--- START OF QUOTED TEXT ---

Print timestamps of flagged integrations to the log

Subparameter of mode=’antint’

Examples: flagdata(vis, …, spw=’9’, antint_ref_antenna=’ea01’) flagdata(vis, …, spw=’9’, antint_ref_antenna=’ea01’, minchanfrac=0.3, verbose=True) ==> reduce the fraction of channels that are required to be flagged, and print information for every integration that is flagged.

extendpols

True

Extend flags to all selected correlations

Subparameter of mode=’extend’ Default: True Options: True|False

For example, to extend flags from RR to only RL and LR, a data-selection of correlation=’RR,LR,RL’ is required along with extendpols=True.

growtime

float(50.0)

For any channel, flag the entire timerange in the current 2D chunk (set by ‘ntime’) if more than X% of the timerange is already flagged.

Subparameter of mode=’extend’ Default: 50.0 Options: 0.0 - 100.0

This option catches the low-intensity parts of time-persistent RFI.

growfreq

float(50.0)

For any timestep, flag all channels in the current 2D chunk (set by data-selection) if more than X% of the channels are already flagged.

Subparameter of mode=’extend’ Default: 50.0 Options: 0.0 - 100.0

This option catches broad-band RFI that is partially identified by earlier steps.

growaround

False

Flag a point based on the number of flagged points around it.

Subparameter of mode=’extend’ Default: False Options: False|True

For every un-flagged point on the 2D time/freq plane, if more than four surrounding points are already flagged, flag that point. This option catches some wings of strong RFI spikes.

flagneartime

False

Flag points before and after every flagged one, in the time-direction.

--- END OF QUOTED TEXT ---
--- START OF MATERIAL SUPPLIED ---

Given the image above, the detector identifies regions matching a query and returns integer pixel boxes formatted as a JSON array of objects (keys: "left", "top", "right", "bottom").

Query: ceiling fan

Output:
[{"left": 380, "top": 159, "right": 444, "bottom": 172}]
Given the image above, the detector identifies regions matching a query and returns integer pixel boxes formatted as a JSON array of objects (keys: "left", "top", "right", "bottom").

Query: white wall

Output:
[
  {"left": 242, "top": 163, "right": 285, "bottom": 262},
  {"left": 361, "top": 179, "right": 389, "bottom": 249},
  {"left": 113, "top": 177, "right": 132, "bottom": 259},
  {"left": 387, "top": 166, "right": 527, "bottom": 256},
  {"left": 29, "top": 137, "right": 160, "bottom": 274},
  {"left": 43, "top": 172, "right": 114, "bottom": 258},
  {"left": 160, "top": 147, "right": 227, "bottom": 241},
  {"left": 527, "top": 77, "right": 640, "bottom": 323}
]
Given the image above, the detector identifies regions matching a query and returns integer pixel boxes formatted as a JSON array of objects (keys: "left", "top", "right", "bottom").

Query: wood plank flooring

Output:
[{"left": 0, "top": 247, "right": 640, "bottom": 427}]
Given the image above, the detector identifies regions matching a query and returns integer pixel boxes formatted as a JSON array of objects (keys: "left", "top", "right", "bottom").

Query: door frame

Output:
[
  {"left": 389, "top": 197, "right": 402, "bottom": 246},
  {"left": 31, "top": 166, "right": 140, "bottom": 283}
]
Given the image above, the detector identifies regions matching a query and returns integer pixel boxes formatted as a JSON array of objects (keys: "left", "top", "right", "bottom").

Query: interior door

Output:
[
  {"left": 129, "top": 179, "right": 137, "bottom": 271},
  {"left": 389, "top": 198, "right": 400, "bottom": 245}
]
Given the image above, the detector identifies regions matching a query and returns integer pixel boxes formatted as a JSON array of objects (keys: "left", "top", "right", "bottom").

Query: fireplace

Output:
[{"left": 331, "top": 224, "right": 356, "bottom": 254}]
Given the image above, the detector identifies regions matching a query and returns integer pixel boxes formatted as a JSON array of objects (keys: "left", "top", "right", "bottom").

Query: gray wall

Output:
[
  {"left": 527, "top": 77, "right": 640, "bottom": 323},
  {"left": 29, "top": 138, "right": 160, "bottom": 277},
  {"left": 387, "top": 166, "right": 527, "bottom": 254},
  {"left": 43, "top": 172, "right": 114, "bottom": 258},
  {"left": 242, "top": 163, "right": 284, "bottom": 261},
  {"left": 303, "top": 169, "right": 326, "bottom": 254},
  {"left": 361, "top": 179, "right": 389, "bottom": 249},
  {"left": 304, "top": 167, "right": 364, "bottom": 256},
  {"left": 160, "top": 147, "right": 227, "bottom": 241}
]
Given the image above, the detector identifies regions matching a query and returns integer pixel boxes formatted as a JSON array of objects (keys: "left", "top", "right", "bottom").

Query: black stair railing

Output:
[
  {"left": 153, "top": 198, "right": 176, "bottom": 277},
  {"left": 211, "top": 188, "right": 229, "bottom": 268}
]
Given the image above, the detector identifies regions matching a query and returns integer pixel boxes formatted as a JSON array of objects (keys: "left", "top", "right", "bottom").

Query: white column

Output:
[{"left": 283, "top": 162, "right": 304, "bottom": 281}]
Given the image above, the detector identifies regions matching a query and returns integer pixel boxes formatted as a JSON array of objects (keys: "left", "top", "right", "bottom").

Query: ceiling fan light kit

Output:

--- END OF MATERIAL SUPPLIED ---

## YOUR TASK
Write out the passage of the parameter descriptions starting with "For any channel, flag" and going on through "are already flagged.", word for word. The listing comes from a separate source, unrelated to the parameter descriptions.

## TASK RESULT
For any channel, flag the entire timerange in the current 2D chunk (set by ‘ntime’) if more than X% of the timerange is already flagged.

Subparameter of mode=’extend’ Default: 50.0 Options: 0.0 - 100.0

This option catches the low-intensity parts of time-persistent RFI.

growfreq

float(50.0)

For any timestep, flag all channels in the current 2D chunk (set by data-selection) if more than X% of the channels are already flagged.